### Trecho de texto
┄┄┄┄┄┄┄┄┄┄┄┄┄┄┄┄┄┄┄┄
O "Homem-Aranha" escala novamente a grade de Indianápolis, como fizera nas vitórias anteriores, para ovação da torcida presente. Quarto triunfo igualou Helinho aos maiores vencedores da prova, Al Unser, A. J. Foyt, e Rick Mears.


            O que o futuro reserva agora para Hélio? A Meyer Shank já se movimenta para garantir os trabalhos do brasileiro para 2022, muito possivelmente para toda a temporada, se bem que já poderiam fazer um esforço até para garantir mais algumas corridas este ano mesmo, além das outras cinco já acertadas com o brasileiro, que certamente retornará à Indy500 com o novo sonho de obter um quinto título, e tornar-se o recordista absoluto da história da corrida em número de vitórias. Uma conquista obtida por quem sempre teve confiança em seu taco, e confiou no seu talento, encarando uma nova turma de pilotos que promete ser o futuro da Indycar, mas mostrando que os pilotos veteranos ainda tem muito o que mostrar na pista.

            Uma pena que boa parte da mídia brasileira não-especializada tenha ignorado a conquista histórica de Helinho na Indy500, mostrando que este país ainda tem muito a aprender... Quem sabe um dia... Por enquanto, Hélio já ganhou o ano praticamente, e ainda terá mais algumas oportunidades para mostrar a que vem, comprovando o que é capaz de fazer, com um time que, mesmo sem ter o tamanho e poderio da Penske, mas com pessoas determinadas e concentradas no que fazem, pela paixão ao automobilismo, pode surpreender quando menos se espera. Parabéns, Hélio, por sua nova conquista, e que possam vir outras futuramente!
┄┄┄┄┄┄┄┄┄┄┄┄┄┄┄┄┄┄┄┄
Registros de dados
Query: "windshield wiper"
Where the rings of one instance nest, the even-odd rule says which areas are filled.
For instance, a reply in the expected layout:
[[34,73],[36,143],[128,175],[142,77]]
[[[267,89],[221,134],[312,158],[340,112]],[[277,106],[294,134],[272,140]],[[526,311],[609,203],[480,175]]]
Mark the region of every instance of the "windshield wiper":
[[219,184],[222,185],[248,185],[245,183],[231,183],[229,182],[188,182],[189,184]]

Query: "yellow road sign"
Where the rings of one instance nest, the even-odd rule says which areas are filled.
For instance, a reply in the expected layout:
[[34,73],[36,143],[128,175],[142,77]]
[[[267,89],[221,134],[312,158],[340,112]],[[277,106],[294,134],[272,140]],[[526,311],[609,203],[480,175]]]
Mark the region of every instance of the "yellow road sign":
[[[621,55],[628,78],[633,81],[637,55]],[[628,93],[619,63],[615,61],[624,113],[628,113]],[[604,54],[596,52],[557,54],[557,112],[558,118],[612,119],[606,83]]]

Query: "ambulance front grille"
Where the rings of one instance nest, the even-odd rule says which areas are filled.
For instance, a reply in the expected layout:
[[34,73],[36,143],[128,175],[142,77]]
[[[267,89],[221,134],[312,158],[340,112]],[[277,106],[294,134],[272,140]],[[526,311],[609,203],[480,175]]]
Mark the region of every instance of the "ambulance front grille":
┄┄┄┄┄┄┄┄┄┄┄┄┄┄┄┄┄┄┄┄
### Tarefas propostas
a - Segundo o trecho sobre a quarta vitória de Hélio na Indy500, a quais pilotos esse triunfo o igualou?
b - Prossiga o trecho sobre a quarta vitória de Hélio na Indy500, redigindo o que viria logo após sua última frase.
A listagem constitui material à parte, independente do trecho de texto.

### Respostas redigidas
a - Al Unser, A. J. Foyt e Rick Mears.

b -
 

 

Os outros brasileiros que disputaram as 500 Milhas de Indianápolis não tiveram muito o que comemorar na corrida. Tony Kanaan teve problemas com a estratégia de corrida na Indy500, também sendo atrapalhado pela bandeira amarela provocada por Stefan Wilson, caindo lá para trás, e tendo de se recuperar na corrida, terminando em 10º lugar, sem condições de lutar pela vitória como esperava inicialmente, tendo feito ótimos treinos com o carro da Ganassi, e largado em 5º no grid, mostrando estar bem rápido e preparado para a corrida. Já Pietro Fittipaldi acabou apenas em 25º lugar, depois de largar em 13º.